▶ _AIM OF THE EXERCISE_
Please print the part of the inverted pyramid article below from "Achieving Net Zero" to "pyramid comes in." word for word.

===== PAGE EXCERPT =====

A reverse energy perspective

Achieving Net Zero and beyond will come down to the everyday decisions we all make: e.g. what food we buy, how and where we travel, how we manage our homes. This will be really hard – it is really hard – as everything is so complicated for consumers. Which is where the inverted pyramid comes in.

I first came across the inverted pyramid from someone who had just turned around a failing hospital. When asked what was the most significant thing that enabled her to do this she replied “the inverted pyramid”.

One of the first things she was shown when joining the hospital was the management structure. The CEO was at the top and the porters, nursing assistants and receptionists at the bottom. So, she inverted it, put all patient facing services at the top and herself at the bottom. She then reinforced that managements’ role was to support patient facing staff and to make the life of patients easier.

===== SUPPLIED ENTRIES =====

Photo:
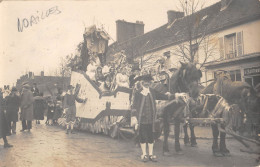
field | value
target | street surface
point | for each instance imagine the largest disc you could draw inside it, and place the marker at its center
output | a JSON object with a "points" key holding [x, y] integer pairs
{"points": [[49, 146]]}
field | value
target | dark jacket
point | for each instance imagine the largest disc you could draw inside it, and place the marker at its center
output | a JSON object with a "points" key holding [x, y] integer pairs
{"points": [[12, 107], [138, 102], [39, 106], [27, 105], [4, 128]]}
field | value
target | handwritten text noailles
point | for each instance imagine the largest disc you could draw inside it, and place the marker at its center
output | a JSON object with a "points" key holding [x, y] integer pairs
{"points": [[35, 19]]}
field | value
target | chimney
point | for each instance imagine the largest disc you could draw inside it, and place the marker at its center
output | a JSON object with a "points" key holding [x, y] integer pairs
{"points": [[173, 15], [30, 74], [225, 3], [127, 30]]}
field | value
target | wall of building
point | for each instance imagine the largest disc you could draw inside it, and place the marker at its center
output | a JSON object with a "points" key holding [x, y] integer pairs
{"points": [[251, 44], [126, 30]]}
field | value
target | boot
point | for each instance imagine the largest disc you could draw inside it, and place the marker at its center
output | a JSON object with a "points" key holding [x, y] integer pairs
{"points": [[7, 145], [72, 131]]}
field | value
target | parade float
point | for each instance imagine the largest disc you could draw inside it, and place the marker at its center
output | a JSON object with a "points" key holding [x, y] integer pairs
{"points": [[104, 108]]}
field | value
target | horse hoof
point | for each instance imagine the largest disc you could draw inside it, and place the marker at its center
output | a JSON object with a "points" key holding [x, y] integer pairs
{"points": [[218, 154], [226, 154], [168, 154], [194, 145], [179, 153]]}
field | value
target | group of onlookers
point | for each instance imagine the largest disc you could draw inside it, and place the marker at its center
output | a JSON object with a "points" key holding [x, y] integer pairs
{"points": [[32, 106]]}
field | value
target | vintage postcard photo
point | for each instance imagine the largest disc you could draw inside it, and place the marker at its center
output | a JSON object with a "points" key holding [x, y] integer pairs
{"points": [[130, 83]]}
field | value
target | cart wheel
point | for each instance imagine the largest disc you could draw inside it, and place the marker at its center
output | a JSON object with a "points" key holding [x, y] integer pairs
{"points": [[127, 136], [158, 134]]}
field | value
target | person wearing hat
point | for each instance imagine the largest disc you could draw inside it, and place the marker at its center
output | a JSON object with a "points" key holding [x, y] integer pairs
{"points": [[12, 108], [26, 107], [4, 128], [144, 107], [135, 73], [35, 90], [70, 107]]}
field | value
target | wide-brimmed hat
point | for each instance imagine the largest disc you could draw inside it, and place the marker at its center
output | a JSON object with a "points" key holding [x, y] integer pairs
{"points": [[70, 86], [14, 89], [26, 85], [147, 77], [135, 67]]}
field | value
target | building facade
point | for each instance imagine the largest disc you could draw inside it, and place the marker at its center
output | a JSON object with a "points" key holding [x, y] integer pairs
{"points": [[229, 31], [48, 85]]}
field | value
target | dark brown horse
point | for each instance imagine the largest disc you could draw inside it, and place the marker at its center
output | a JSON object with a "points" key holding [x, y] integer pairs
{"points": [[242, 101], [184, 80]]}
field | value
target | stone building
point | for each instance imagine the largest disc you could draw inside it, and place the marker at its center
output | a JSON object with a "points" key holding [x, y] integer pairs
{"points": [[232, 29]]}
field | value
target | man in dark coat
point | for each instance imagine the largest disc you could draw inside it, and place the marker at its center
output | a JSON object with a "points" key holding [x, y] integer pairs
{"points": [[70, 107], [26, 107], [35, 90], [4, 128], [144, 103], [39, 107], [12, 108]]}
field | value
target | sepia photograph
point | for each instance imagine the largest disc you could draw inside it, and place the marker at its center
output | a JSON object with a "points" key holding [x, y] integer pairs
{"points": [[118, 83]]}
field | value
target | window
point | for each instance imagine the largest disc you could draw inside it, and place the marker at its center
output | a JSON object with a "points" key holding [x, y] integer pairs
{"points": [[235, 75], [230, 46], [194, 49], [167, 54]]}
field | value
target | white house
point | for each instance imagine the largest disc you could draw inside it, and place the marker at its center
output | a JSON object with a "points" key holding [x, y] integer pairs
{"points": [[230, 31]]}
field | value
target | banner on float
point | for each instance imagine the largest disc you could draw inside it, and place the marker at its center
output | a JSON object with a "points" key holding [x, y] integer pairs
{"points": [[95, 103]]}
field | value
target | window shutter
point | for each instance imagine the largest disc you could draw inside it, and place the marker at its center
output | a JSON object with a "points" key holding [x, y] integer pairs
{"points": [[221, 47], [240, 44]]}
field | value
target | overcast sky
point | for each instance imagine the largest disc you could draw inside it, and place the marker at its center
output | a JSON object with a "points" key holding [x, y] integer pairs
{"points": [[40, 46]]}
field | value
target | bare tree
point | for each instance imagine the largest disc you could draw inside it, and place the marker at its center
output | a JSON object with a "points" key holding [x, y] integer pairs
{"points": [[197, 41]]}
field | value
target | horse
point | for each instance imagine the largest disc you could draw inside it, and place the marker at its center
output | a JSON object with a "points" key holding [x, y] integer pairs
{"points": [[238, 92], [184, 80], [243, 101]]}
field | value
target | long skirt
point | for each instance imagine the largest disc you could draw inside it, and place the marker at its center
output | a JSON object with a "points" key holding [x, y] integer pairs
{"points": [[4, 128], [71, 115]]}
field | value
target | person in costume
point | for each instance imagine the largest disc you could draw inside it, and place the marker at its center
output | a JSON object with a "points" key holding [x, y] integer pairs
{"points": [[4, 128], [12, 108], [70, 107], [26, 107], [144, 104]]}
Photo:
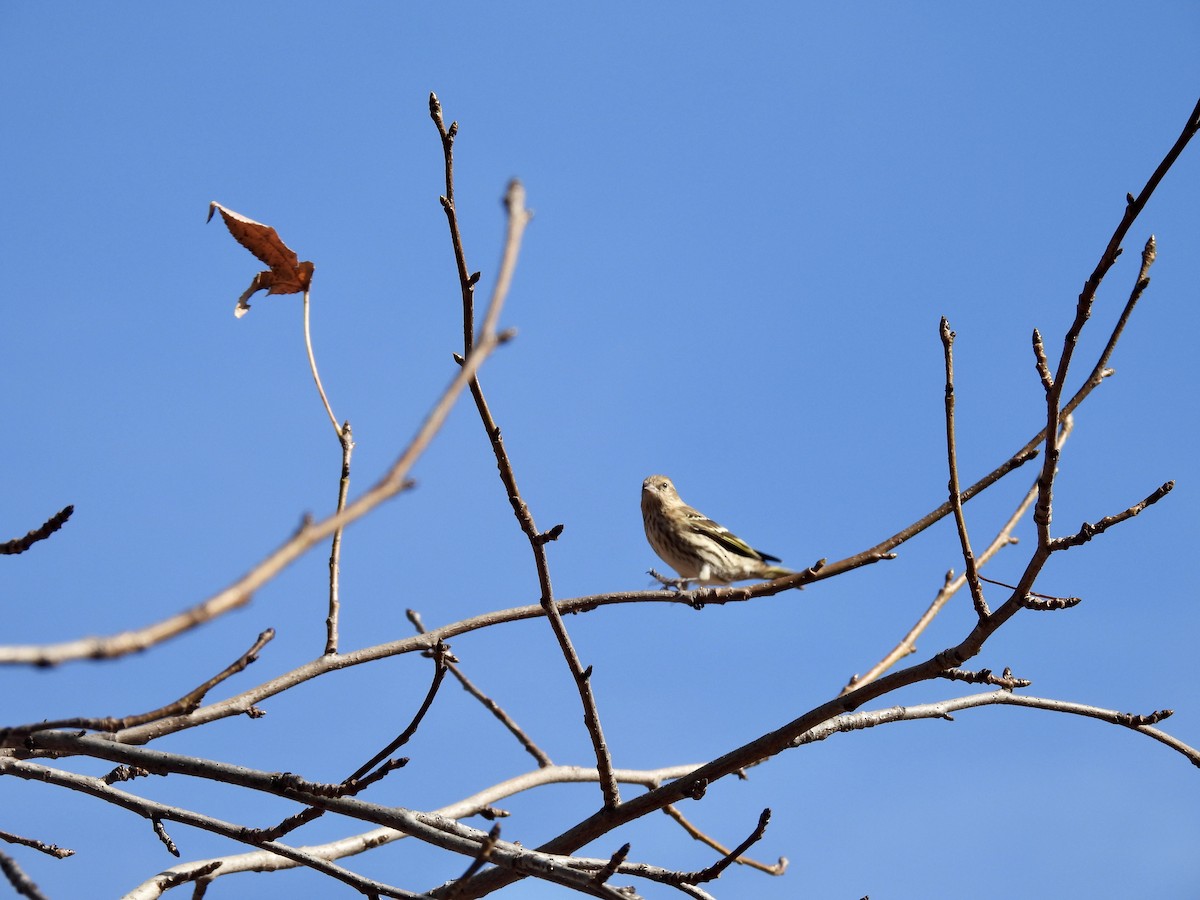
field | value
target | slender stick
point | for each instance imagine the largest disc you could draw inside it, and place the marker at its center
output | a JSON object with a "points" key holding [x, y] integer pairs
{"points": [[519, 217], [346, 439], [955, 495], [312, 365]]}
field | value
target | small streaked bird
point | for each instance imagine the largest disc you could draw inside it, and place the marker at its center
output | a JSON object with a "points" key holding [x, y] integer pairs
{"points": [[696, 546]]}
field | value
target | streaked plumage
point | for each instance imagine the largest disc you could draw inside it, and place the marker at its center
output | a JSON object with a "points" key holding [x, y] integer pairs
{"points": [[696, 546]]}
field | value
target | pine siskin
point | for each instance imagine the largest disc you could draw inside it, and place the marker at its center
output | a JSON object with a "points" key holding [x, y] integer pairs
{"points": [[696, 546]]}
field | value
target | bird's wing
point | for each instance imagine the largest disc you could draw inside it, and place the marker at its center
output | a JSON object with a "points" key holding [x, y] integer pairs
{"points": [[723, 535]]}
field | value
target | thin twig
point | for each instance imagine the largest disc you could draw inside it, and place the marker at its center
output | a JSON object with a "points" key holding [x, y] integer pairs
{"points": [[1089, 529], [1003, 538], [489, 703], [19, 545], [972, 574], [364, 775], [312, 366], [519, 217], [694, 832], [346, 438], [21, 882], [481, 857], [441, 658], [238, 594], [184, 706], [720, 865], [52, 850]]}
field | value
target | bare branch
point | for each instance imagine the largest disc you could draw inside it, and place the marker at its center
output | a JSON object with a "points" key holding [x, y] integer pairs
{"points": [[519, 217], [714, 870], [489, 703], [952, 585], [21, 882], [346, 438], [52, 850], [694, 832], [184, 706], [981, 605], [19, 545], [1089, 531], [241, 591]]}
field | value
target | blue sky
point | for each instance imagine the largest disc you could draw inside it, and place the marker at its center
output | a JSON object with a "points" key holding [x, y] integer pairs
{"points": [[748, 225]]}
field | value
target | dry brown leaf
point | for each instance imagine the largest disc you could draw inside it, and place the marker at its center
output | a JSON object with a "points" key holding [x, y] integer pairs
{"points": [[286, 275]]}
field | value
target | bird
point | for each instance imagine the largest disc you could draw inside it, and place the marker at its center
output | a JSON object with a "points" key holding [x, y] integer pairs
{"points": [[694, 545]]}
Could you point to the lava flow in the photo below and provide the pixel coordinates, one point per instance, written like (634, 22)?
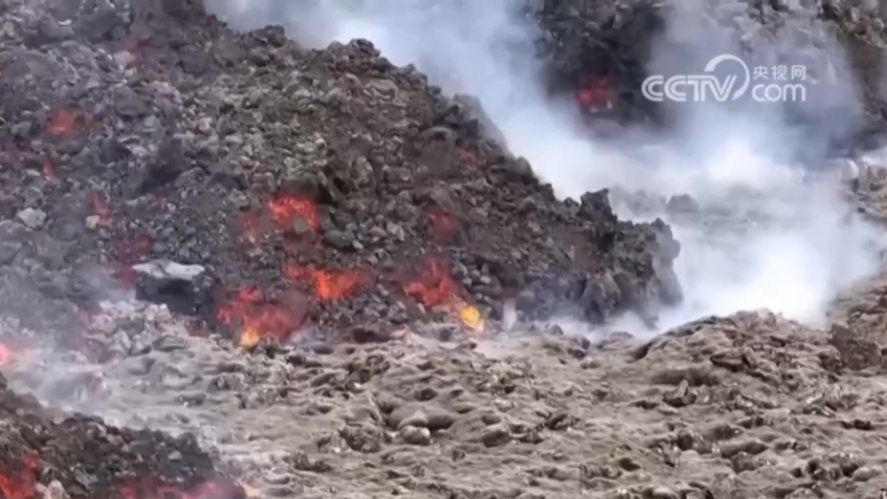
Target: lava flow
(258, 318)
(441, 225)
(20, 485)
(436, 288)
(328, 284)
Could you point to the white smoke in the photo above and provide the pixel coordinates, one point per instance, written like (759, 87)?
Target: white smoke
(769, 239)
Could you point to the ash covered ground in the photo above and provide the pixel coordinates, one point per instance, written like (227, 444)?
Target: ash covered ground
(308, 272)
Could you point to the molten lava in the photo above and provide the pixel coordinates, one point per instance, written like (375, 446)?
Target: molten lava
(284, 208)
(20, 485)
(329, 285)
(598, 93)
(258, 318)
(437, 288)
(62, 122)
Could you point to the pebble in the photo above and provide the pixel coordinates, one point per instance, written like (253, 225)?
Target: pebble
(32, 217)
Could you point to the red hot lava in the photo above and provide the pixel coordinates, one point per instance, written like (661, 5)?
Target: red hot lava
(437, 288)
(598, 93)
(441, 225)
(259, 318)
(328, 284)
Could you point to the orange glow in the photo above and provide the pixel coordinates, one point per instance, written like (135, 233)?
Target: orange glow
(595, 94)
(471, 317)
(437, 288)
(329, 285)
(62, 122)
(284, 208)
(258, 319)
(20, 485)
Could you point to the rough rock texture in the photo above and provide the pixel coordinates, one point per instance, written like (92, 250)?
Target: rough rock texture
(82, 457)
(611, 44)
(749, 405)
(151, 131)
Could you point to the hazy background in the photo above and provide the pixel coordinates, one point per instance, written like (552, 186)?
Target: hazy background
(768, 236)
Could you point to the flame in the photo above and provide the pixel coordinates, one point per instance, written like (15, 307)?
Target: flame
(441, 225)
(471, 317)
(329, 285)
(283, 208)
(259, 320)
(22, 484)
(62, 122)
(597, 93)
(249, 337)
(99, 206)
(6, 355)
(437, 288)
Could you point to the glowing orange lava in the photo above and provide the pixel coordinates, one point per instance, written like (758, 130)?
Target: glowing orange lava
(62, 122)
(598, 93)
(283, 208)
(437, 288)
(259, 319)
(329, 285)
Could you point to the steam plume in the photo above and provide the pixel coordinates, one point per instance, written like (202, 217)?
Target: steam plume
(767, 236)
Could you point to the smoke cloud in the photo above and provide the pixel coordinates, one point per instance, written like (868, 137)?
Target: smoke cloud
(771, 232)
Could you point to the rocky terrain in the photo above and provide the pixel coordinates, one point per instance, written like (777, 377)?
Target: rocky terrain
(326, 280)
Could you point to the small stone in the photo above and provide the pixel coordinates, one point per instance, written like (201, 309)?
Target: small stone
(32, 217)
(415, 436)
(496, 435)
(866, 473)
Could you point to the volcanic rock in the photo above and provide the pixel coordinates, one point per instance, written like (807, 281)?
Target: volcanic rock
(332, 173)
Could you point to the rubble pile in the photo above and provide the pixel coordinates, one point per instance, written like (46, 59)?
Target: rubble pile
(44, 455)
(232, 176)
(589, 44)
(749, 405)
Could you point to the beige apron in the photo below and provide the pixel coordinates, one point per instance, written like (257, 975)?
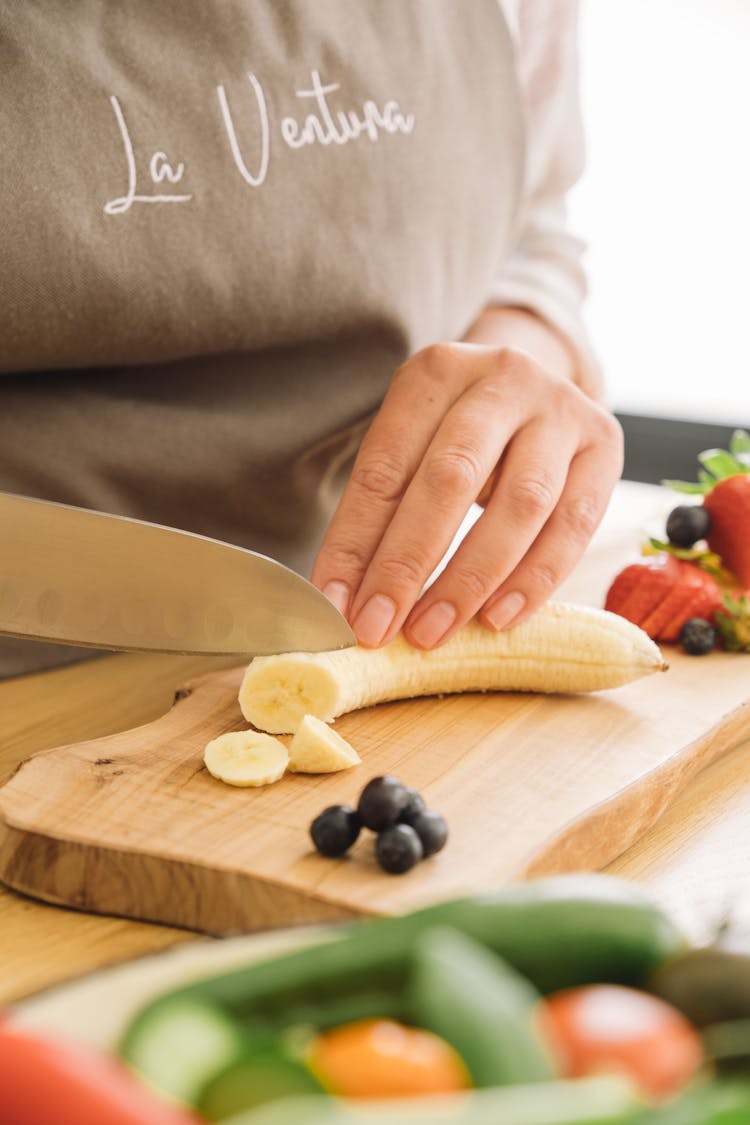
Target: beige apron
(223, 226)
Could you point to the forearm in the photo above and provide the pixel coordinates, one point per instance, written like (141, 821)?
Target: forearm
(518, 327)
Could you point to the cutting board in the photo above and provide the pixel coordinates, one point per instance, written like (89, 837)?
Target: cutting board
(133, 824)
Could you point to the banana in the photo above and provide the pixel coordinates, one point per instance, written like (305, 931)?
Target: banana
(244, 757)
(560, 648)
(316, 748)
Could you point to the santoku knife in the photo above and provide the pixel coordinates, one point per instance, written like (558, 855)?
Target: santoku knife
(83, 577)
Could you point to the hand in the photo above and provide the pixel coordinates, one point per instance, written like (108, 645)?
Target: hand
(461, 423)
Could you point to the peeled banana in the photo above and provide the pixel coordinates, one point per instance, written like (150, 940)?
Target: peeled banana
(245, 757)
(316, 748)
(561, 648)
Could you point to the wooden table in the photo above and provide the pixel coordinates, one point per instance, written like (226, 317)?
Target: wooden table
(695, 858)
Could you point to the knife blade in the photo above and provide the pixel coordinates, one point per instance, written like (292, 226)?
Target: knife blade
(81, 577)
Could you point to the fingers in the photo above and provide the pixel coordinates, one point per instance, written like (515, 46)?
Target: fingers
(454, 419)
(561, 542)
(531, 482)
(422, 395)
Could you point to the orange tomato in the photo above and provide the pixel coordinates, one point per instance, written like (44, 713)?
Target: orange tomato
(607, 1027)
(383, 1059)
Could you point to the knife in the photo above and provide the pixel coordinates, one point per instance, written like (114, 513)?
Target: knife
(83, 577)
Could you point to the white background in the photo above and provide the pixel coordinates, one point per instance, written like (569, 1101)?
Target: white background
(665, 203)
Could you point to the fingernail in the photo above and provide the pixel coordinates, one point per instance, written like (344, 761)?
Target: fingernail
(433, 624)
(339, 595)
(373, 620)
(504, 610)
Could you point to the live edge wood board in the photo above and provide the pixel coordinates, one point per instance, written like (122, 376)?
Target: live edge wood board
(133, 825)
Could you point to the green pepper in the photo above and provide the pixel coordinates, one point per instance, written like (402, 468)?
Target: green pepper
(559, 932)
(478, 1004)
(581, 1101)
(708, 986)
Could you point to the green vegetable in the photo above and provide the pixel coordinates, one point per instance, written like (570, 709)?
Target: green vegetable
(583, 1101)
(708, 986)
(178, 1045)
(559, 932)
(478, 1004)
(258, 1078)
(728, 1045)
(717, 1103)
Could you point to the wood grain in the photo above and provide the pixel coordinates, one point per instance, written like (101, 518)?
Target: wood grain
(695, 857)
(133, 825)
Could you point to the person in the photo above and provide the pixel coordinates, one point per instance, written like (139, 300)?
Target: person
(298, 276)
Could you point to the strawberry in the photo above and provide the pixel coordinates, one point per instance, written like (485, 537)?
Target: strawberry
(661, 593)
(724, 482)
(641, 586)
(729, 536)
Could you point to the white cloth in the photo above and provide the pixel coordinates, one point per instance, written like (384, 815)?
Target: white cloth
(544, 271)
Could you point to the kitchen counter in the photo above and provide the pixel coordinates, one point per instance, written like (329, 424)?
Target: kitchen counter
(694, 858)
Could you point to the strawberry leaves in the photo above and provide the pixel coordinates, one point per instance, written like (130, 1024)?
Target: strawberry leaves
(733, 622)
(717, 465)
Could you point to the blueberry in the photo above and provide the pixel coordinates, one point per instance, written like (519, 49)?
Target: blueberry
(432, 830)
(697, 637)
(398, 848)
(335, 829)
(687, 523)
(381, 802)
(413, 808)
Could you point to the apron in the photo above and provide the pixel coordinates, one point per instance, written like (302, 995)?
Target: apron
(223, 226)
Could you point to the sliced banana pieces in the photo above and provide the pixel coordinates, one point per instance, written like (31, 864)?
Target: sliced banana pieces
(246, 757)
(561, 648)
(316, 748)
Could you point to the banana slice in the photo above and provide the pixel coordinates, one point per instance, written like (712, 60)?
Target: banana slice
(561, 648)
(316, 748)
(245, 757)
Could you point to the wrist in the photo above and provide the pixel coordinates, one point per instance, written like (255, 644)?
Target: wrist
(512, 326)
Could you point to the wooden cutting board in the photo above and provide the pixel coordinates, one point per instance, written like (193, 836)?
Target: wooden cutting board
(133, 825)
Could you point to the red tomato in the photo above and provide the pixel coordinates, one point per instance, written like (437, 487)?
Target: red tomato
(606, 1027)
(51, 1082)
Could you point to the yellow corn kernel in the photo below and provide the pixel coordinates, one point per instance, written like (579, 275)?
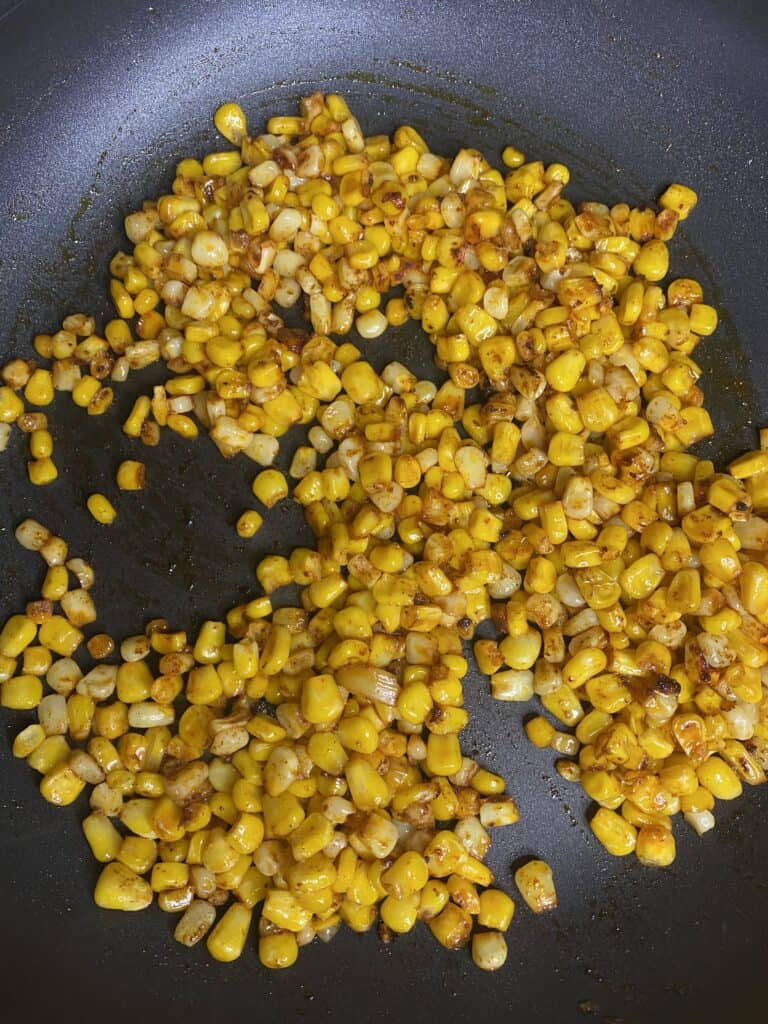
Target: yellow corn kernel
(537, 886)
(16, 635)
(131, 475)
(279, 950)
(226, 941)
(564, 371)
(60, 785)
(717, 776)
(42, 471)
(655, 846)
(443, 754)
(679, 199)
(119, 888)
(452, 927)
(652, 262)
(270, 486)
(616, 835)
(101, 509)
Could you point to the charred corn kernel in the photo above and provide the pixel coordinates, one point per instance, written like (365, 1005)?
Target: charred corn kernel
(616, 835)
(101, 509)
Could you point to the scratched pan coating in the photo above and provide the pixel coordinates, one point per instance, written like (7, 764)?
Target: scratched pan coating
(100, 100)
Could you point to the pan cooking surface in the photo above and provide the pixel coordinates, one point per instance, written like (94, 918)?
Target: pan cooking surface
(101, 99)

=====

▶ _TASK OUTPUT_
Achieving Net Zero and beyond will come down to the everyday decisions we all make: e.g. what food we buy, how and where we travel, how we manage our homes. This will be really hard – it is really hard – as everything is so complicated for consumers. Which is where the inverted pyramid comes in.